(Details zur Aufgabe) Gib aus dem Text über die technischen Hilfsmissionen der Republik China den Abschnitt wörtlich wieder, der mit „Diplomatisches Saatgut“ beginnt und sich bis einschließlich „Nationen erwirkt werden.“ fortsetzt.

(Vorgegebener Textabschnitt)
================
04.05.2025

Taiwan Today

Frühere Ausgaben

Diplomatisches Saatgut

01.05.1993
Seit Anfang der sechziger Jah­re greift die Republik China mit ihren Hilfsmissionen Ent­wicklungsländern unterstüt­zend unter die Arme. Durch die Weitergabe von techni­schem Wissen kann ein sichtli­cher Beitrag zur Verbesserung der Lage ärmerer Nationen erwirkt werden.
Bereits seit drei Jahrzehnten fördert die Republik China auf Taiwan mittels techinischer Hilfsprogramme das Wirtschaftswachstum in Entwicklungsländern. Gleichzeitig verbessern sich dadurch die zwischenstaatlichen Beziehungen.

Clifford S. P. Li(黎爕培)wurde nicht zu einem der typischen Auslandsposten berufen. Anstatt etwa in einem Büro im Zentrum einer internationalen Metropole zu sitzen und Papierkram zu erledigen, war er auf einer 200 Hektar großen Farm im Gebiet von El Rosario in Ecuador stationiert, siebenundzwanzig Kilometer entfernt von Guayaquil. Dort beschäftigte er sich mit Schweinezucht, Gemüse- und Reisanbau nach dem modernsten Stand der Agrartechnik. Seine Aufgabe also? Den Bauern Ecuadors Verfahren modernen Landbaus zu vermitteln.
================
(Inhalt des Datensatzes)
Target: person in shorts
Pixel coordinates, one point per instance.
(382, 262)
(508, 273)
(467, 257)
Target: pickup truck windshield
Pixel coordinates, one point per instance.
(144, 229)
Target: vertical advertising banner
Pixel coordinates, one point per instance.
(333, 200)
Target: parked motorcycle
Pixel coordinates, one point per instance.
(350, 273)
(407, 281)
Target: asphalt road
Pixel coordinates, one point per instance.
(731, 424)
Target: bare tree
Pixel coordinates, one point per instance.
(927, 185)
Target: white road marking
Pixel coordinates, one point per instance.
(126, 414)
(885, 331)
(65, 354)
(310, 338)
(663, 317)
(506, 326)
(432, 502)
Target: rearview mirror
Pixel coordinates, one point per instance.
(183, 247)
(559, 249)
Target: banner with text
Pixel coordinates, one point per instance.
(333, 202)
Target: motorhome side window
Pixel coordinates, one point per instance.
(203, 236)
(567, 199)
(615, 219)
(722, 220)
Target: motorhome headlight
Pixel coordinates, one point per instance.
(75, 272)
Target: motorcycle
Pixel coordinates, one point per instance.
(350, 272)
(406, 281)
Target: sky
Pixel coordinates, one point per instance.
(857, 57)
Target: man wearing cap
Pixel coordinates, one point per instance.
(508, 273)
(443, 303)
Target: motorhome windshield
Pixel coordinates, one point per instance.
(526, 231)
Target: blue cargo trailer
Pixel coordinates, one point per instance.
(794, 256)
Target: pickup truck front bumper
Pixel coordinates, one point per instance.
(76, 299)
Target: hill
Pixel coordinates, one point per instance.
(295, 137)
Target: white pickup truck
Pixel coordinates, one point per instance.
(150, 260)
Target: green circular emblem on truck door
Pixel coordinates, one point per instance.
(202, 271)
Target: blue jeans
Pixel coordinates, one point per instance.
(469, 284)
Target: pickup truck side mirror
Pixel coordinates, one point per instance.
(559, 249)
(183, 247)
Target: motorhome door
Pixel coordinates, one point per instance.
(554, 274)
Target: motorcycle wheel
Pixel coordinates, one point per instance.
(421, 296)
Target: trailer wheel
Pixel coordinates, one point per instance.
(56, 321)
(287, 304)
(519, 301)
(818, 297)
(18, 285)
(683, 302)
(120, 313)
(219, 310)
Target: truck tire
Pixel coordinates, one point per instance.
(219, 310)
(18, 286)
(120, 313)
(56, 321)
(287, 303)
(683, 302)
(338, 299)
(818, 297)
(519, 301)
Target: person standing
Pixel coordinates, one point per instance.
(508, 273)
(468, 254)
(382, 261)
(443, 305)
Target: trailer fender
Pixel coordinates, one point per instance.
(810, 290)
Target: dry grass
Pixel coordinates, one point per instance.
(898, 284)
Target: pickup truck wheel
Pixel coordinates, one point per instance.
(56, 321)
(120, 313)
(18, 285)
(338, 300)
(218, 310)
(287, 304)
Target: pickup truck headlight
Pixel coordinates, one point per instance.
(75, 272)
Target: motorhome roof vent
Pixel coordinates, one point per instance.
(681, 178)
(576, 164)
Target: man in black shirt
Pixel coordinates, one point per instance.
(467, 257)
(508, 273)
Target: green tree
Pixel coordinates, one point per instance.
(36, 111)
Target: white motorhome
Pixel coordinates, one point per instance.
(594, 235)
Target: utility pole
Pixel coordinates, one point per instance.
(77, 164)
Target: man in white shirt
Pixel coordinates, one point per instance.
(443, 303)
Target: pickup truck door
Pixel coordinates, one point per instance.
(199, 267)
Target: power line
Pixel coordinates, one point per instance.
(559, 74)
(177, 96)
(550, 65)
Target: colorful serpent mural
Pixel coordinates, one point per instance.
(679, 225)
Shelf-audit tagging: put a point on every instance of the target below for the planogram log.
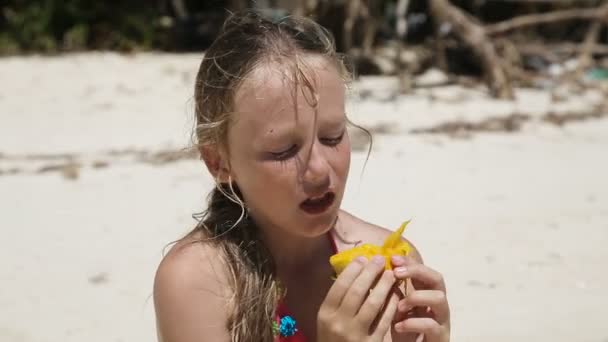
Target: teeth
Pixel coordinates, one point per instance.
(316, 198)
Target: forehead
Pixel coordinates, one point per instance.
(273, 96)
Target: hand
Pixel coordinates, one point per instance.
(350, 312)
(424, 314)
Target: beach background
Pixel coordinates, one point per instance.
(508, 198)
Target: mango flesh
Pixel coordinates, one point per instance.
(393, 245)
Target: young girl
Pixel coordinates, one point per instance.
(271, 129)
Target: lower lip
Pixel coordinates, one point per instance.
(320, 207)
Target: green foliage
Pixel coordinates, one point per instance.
(51, 26)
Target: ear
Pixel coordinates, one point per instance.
(217, 162)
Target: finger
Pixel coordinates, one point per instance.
(422, 325)
(338, 290)
(433, 299)
(421, 276)
(359, 289)
(399, 260)
(384, 323)
(376, 299)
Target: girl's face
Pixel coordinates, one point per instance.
(290, 159)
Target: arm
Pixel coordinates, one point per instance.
(190, 296)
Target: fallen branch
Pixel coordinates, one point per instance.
(475, 36)
(544, 18)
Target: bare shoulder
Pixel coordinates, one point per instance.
(191, 294)
(360, 231)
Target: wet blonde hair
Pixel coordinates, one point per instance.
(246, 41)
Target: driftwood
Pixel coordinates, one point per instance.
(475, 37)
(544, 18)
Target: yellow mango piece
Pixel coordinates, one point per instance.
================
(Ergebnis der Übung)
Diplomatisches Saatgut

01.05.1993
Seit Anfang der sechziger Jah­re greift die Republik China mit ihren Hilfsmissionen Ent­wicklungsländern unterstüt­zend unter die Arme. Durch die Weitergabe von techni­schem Wissen kann ein sichtli­cher Beitrag zur Verbesserung der Lage ärmerer Nationen erwirkt werden.